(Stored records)
---

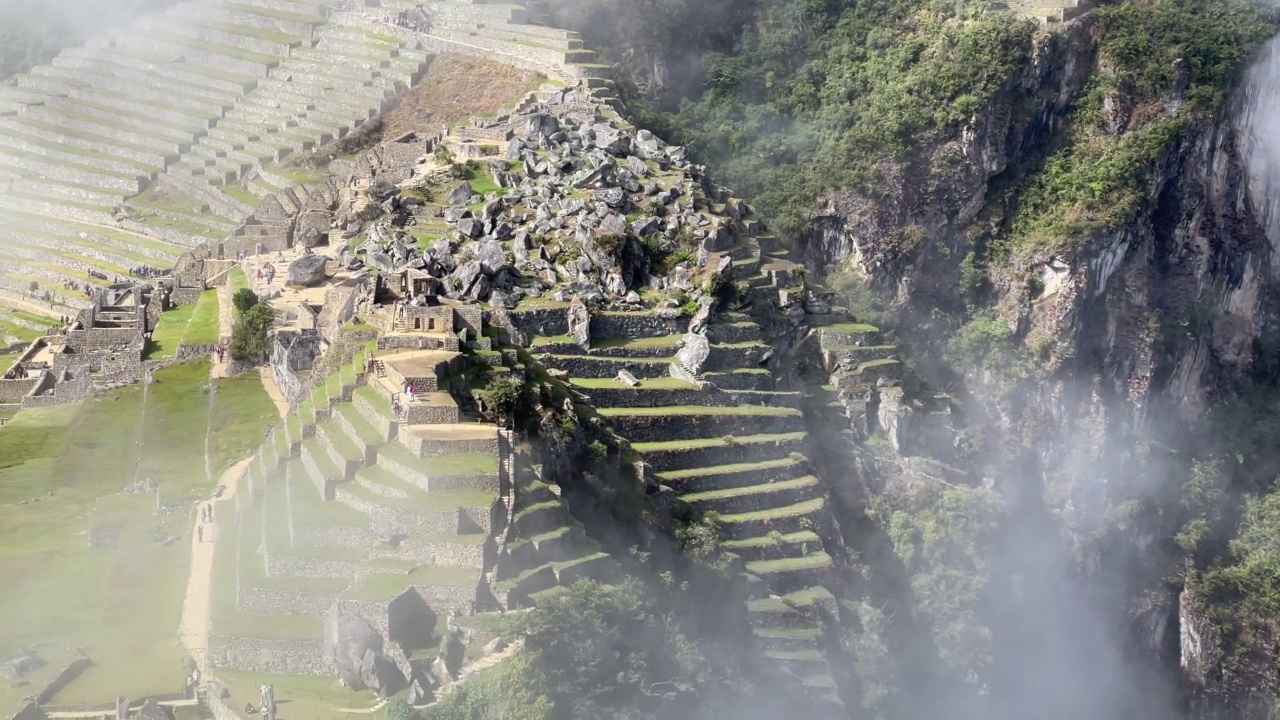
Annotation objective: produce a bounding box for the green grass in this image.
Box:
[343,568,480,602]
[599,405,800,418]
[591,334,685,348]
[681,475,818,502]
[212,670,381,720]
[570,375,698,392]
[0,363,225,715]
[146,305,196,360]
[343,466,498,511]
[746,552,831,574]
[818,323,879,333]
[288,460,369,528]
[210,512,324,639]
[658,457,804,480]
[631,433,806,452]
[182,290,218,345]
[719,497,827,524]
[209,373,278,473]
[138,359,210,496]
[223,184,261,208]
[746,585,836,612]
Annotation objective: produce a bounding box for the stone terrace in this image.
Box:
[211,350,499,674]
[511,299,838,702]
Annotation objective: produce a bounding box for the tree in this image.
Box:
[230,299,275,361]
[232,287,257,315]
[485,375,522,418]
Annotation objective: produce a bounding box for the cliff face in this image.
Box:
[795,17,1280,719]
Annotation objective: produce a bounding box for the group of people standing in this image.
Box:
[196,502,214,542]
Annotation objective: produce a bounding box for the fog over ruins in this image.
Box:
[10,0,1280,720]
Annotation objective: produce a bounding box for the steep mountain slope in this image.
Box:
[540,0,1280,717]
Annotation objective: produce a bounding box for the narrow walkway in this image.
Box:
[209,278,236,379]
[178,459,252,675]
[257,365,289,418]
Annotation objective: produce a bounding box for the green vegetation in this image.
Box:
[993,0,1275,258]
[209,363,276,473]
[182,290,218,345]
[0,363,227,712]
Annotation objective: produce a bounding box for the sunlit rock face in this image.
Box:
[1235,37,1280,269]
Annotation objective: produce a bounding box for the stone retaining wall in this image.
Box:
[403,399,460,425]
[207,634,337,675]
[605,414,805,442]
[591,313,689,338]
[0,377,40,404]
[399,425,498,457]
[236,583,338,609]
[644,439,804,473]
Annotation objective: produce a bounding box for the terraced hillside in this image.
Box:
[513,310,840,703]
[210,333,613,684]
[0,0,603,315]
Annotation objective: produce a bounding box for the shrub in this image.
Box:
[232,287,257,315]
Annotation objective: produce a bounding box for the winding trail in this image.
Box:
[178,457,252,676]
[257,365,289,418]
[209,274,236,379]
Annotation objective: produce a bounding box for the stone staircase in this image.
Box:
[210,338,509,674]
[512,302,840,705]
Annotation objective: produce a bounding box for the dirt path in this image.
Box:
[179,459,252,675]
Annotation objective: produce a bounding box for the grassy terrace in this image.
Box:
[137,359,209,497]
[0,363,234,716]
[631,433,806,452]
[746,552,831,575]
[598,405,800,418]
[378,442,498,478]
[352,386,396,420]
[570,377,698,392]
[342,466,498,511]
[719,497,827,524]
[4,127,155,174]
[209,374,278,473]
[721,530,822,550]
[288,460,369,528]
[591,334,685,348]
[658,457,805,480]
[210,504,324,639]
[746,585,836,612]
[681,475,818,502]
[343,566,480,602]
[182,290,218,345]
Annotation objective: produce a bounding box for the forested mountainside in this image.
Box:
[0,0,174,78]
[537,0,1280,717]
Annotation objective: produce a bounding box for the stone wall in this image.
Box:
[207,634,338,675]
[0,377,40,404]
[403,399,458,425]
[36,655,93,705]
[591,313,689,338]
[236,583,338,616]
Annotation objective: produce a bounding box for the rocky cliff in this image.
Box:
[794,15,1280,717]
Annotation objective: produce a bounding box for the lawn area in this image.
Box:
[0,363,221,716]
[147,305,196,360]
[138,359,211,497]
[598,405,800,418]
[182,290,218,345]
[214,670,384,720]
[209,373,279,471]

---

Substitute "Labeling goal" for every "Annotation objective" in all the items above, leaving everything else unchanged. Leave the pictures out of your answer.

# Problem solution
Labeling goal: produce a bounding box for the green grass in this image.
Box:
[343,568,480,602]
[599,405,800,418]
[591,334,685,348]
[681,475,818,502]
[212,670,381,720]
[570,375,698,392]
[0,363,225,715]
[146,305,196,360]
[343,466,498,511]
[746,552,831,574]
[818,323,879,333]
[288,460,369,528]
[210,512,324,639]
[658,457,804,480]
[631,433,806,452]
[182,290,218,345]
[719,497,827,524]
[209,373,278,473]
[138,359,210,496]
[223,184,261,208]
[746,585,836,612]
Labeling goal: produce a bounding box for the stone terrace in this image.
Box:
[211,350,499,674]
[511,299,838,702]
Labeling goal: produce a bounding box for the tree in this image.
Box:
[230,299,275,361]
[232,287,257,315]
[485,375,522,418]
Labeling goal: produce a bounding box for the cliff face in this image.
Box:
[795,17,1280,719]
Labeling goal: produce a bounding box for the group of people standing in this image.
Box:
[196,502,214,542]
Labeling goal: produce a bounding box for the fog over ruins in this image.
Box:
[10,0,1280,720]
Labeling goal: produce a bounding box for the steep mountain slope in this image.
Box:
[540,0,1280,717]
Labeling goal: produce a bounding box for the narrow walkway in this image.
Box:
[209,278,236,379]
[178,459,252,675]
[257,365,289,418]
Labeling goal: produce a bounding box for the green vegetation in this image.
Box:
[993,0,1275,258]
[209,363,276,473]
[182,290,218,345]
[0,363,227,712]
Labeling goal: produce a bounding box for the sunlit rock face in this image.
Box:
[1235,37,1280,269]
Labeling goal: produce a bounding box for the stone retaining wall in this image.
Box:
[403,399,460,425]
[207,634,337,675]
[605,414,805,442]
[591,313,689,338]
[0,377,40,404]
[399,425,498,457]
[236,583,338,609]
[644,439,804,473]
Labeling goal: produce a bounding box for the terraced hillside in this image.
Box:
[513,310,840,703]
[210,333,613,684]
[0,0,603,315]
Labeling goal: produce a bounding box for the shrub in this image.
Box:
[232,287,257,315]
Labeling goal: produce a bounding box for the winding trail in this image.
Box:
[178,457,252,676]
[257,365,289,418]
[209,274,236,379]
Labeling goal: produce a bounding box for the stone staircase in this image.
Box:
[210,338,509,674]
[512,302,840,705]
Labeling goal: produce a bounding box for the dirt path in this image.
Box:
[179,459,252,675]
Labeling goal: produce a bounding box for the grassy terrace in this image.
Box:
[137,359,209,497]
[0,363,234,716]
[631,433,806,452]
[746,552,831,575]
[598,405,800,418]
[378,442,498,478]
[352,386,396,420]
[570,377,698,392]
[342,466,498,511]
[719,497,827,524]
[4,127,155,174]
[209,374,278,473]
[721,530,822,550]
[288,460,369,528]
[591,334,685,348]
[658,457,805,480]
[210,504,324,639]
[746,585,836,612]
[681,475,818,502]
[343,566,480,602]
[182,290,218,345]
Labeling goal: produce a bounding box for the forested mountainside in this image.
Box:
[0,0,174,78]
[537,0,1280,717]
Labeling goal: produce a bounding box for the stone wall in this image.
Box:
[207,634,338,675]
[0,377,40,404]
[403,399,458,425]
[36,655,93,705]
[591,313,689,338]
[236,583,338,616]
Labeling goal: produce a bounding box for the rocky cliff in this image.
Box:
[794,15,1280,717]
Labeling goal: produce a bounding box for the lawn area in this image.
Box:
[0,363,221,716]
[147,305,196,360]
[138,359,211,497]
[598,405,800,418]
[182,290,218,345]
[214,670,384,720]
[209,373,279,471]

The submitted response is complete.